**EXERCISE REQUIREMENTS**: Only one stretch of the listing below is wanted. Give it again exactly, from the line with "box: [175, 59, 300, 173]" through the line with "89L258 165L277 174L299".

**SOURCE MATERIAL**:

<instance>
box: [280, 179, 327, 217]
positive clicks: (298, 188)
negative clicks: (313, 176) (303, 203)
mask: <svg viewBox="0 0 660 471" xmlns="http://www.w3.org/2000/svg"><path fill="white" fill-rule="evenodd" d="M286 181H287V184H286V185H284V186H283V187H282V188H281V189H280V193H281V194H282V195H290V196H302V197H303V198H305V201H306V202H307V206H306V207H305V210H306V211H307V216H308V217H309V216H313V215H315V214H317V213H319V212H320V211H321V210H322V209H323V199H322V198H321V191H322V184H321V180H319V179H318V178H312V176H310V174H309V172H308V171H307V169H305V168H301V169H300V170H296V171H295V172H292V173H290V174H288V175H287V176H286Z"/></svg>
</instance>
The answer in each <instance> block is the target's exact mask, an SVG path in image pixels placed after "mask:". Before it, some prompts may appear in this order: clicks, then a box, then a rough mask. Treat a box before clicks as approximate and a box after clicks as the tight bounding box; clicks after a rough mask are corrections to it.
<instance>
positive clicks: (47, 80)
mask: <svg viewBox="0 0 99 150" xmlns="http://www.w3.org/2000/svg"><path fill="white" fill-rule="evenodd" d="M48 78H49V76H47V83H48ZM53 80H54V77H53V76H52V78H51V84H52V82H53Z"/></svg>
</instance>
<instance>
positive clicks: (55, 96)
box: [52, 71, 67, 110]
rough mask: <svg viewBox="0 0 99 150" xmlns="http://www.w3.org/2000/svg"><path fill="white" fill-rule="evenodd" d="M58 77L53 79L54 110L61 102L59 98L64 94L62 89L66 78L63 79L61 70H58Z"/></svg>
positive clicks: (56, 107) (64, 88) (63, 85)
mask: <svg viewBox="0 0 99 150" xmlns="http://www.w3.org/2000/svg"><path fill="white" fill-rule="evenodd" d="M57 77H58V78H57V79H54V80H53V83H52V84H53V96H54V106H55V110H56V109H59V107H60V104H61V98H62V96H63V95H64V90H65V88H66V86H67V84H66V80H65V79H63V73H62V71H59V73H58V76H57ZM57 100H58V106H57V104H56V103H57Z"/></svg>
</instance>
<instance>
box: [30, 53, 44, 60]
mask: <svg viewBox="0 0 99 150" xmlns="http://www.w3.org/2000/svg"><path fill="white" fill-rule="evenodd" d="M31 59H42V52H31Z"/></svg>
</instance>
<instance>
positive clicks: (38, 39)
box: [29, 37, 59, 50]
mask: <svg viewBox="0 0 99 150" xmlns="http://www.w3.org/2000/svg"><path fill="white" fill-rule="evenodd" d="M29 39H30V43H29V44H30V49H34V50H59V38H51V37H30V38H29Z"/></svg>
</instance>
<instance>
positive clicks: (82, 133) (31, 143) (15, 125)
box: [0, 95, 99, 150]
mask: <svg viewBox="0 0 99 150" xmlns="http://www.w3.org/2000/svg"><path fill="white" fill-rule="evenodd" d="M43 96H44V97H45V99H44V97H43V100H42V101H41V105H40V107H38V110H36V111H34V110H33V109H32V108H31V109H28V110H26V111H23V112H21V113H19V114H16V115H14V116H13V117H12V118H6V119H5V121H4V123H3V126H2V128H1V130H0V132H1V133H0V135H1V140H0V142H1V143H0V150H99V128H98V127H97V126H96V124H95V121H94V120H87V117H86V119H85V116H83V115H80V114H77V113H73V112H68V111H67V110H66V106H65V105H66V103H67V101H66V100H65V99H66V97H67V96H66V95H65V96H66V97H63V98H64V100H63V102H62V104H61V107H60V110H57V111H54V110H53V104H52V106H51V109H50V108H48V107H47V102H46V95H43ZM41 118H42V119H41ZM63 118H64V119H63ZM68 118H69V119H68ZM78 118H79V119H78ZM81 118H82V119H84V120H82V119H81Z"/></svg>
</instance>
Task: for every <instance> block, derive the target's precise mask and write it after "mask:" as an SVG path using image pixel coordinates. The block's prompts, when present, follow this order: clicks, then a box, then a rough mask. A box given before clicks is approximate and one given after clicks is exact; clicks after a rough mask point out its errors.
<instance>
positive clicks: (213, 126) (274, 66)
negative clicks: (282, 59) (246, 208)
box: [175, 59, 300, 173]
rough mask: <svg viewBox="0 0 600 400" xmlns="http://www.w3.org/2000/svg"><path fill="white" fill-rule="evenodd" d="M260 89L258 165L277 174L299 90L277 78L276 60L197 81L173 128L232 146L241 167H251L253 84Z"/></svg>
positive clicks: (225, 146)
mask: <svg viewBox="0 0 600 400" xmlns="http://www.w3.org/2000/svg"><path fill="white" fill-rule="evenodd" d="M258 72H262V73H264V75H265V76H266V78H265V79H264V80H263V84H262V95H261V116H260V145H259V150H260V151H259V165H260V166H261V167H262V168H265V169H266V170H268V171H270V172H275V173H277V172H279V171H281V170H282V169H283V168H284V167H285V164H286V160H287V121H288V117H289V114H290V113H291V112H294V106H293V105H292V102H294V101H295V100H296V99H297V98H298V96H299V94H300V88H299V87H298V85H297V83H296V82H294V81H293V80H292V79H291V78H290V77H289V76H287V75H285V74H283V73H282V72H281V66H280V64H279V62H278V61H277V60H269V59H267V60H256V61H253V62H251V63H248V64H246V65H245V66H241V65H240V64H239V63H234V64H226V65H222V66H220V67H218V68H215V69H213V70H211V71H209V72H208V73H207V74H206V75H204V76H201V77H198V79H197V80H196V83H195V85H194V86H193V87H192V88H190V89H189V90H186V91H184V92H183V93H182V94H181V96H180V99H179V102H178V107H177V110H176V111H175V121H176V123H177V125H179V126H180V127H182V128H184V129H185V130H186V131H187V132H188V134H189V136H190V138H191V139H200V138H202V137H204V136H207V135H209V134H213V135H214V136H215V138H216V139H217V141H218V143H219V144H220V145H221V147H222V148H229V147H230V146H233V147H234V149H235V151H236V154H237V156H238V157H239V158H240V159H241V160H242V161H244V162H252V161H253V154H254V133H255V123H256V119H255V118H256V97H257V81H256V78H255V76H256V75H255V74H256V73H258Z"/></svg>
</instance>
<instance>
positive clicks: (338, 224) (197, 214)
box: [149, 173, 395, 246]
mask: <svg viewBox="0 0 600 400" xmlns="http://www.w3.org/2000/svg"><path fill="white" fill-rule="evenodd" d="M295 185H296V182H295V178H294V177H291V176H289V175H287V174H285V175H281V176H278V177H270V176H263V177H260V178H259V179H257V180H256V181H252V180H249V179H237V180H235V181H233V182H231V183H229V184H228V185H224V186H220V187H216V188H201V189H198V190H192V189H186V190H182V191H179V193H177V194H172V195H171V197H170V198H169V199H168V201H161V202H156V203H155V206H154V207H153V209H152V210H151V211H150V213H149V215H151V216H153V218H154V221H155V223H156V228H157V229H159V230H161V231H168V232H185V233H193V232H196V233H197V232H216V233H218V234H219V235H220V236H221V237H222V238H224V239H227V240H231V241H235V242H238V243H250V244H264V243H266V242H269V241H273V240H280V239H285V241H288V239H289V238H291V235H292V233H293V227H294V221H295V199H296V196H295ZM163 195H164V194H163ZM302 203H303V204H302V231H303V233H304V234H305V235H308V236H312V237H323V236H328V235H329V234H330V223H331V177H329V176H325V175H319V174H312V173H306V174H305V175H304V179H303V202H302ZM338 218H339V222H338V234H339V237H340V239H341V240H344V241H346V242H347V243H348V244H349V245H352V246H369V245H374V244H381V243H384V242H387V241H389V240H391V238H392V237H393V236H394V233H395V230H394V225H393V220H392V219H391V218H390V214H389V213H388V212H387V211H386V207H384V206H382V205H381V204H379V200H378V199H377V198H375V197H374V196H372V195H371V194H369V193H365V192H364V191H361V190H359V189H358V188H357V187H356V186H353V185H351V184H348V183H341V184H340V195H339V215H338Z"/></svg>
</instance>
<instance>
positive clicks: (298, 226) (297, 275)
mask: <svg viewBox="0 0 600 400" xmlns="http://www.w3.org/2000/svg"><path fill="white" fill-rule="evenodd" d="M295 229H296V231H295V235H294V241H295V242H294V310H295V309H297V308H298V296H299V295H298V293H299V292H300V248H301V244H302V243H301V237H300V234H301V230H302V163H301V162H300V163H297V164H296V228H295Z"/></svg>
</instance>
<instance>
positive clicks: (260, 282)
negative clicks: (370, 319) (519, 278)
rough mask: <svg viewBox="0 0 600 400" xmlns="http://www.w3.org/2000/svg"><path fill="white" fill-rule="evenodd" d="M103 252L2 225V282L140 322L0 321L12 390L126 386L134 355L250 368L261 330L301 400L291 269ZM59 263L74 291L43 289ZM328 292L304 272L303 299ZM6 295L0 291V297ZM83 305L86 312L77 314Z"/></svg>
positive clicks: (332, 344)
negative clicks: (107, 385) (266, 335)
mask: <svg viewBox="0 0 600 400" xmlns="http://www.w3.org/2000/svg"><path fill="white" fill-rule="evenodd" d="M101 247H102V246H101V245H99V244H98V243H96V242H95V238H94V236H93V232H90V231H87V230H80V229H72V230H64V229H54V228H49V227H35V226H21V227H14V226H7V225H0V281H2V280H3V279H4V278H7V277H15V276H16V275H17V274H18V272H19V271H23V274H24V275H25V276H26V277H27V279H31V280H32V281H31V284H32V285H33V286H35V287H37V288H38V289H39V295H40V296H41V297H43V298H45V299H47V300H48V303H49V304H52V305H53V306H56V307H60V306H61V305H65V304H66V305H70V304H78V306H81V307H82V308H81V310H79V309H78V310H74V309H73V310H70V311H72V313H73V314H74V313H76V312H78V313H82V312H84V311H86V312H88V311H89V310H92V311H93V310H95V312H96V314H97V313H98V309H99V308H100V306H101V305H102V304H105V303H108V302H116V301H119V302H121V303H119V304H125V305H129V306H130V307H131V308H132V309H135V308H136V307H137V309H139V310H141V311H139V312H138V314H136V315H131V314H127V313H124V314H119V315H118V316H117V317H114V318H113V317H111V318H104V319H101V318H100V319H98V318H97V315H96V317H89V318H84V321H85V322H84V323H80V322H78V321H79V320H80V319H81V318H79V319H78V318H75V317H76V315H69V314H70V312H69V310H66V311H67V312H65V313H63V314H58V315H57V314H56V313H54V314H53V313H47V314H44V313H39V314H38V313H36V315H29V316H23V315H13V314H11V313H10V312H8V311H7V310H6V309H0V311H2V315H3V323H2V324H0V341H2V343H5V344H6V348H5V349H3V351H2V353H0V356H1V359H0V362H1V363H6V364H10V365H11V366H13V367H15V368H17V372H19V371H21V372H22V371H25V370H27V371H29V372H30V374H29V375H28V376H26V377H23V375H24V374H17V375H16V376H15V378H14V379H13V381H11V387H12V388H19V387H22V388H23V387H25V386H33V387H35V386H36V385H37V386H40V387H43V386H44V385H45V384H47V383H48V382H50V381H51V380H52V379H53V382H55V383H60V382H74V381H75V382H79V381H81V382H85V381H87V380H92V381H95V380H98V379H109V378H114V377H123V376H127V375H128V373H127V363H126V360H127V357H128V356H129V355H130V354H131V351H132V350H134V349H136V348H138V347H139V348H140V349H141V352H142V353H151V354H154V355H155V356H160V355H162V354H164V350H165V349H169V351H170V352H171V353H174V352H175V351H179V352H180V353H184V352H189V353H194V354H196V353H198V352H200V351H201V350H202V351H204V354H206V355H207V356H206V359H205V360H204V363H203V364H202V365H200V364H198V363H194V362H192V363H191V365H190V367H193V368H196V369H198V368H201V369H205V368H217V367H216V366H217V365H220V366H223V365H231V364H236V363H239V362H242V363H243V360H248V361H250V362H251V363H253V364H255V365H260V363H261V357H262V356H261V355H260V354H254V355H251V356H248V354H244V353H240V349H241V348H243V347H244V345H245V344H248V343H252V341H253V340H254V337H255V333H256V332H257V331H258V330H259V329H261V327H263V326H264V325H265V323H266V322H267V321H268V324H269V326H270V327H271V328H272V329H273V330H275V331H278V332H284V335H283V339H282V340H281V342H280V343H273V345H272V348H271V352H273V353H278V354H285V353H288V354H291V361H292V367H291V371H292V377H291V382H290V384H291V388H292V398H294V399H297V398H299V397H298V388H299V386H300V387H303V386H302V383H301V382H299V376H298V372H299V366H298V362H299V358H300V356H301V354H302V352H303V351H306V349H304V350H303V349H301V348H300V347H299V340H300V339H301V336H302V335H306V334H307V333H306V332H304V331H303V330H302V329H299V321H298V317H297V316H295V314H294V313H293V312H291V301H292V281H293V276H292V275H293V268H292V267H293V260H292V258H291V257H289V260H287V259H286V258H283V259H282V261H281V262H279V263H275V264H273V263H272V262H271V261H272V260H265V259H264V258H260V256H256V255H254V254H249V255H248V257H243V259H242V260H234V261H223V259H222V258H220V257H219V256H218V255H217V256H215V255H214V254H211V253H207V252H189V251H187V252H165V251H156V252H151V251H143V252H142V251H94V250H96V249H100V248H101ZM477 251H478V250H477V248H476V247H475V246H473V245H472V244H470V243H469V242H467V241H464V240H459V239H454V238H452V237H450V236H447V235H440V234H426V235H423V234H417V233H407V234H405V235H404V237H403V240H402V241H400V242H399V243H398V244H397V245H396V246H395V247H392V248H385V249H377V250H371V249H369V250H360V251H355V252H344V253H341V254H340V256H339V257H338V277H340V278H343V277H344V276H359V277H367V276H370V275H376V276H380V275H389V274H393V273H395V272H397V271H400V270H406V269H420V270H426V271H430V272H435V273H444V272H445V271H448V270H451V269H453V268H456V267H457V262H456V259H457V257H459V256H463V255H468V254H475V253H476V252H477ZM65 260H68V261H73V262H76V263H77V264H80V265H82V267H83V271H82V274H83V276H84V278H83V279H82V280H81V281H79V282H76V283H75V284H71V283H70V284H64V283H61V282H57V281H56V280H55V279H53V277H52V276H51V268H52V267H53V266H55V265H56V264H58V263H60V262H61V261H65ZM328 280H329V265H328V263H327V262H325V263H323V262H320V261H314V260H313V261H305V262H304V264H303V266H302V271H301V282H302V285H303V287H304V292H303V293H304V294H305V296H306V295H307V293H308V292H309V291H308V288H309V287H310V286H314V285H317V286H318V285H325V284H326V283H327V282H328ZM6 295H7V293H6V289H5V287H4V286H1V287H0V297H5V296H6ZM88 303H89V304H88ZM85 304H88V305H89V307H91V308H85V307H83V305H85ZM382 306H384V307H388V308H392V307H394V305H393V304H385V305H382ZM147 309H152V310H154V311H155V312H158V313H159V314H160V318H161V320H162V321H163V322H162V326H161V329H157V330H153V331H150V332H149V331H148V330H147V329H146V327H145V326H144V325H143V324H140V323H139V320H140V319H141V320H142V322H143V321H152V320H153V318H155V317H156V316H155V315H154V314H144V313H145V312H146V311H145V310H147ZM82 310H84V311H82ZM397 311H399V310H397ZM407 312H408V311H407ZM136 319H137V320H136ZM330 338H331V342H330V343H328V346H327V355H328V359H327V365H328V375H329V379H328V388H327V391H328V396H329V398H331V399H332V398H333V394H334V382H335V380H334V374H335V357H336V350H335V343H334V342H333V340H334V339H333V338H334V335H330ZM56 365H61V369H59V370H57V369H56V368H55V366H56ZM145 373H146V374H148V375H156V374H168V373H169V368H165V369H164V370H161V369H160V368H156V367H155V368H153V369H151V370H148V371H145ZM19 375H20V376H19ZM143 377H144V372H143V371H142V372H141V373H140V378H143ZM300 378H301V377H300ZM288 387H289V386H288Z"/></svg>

**ANSWER TO THIS TASK**:
box: [175, 59, 300, 173]
rough mask: <svg viewBox="0 0 600 400" xmlns="http://www.w3.org/2000/svg"><path fill="white" fill-rule="evenodd" d="M260 89L258 165L277 174L299 90L277 78L276 60L197 81L173 128L232 146L241 167H251L253 84Z"/></svg>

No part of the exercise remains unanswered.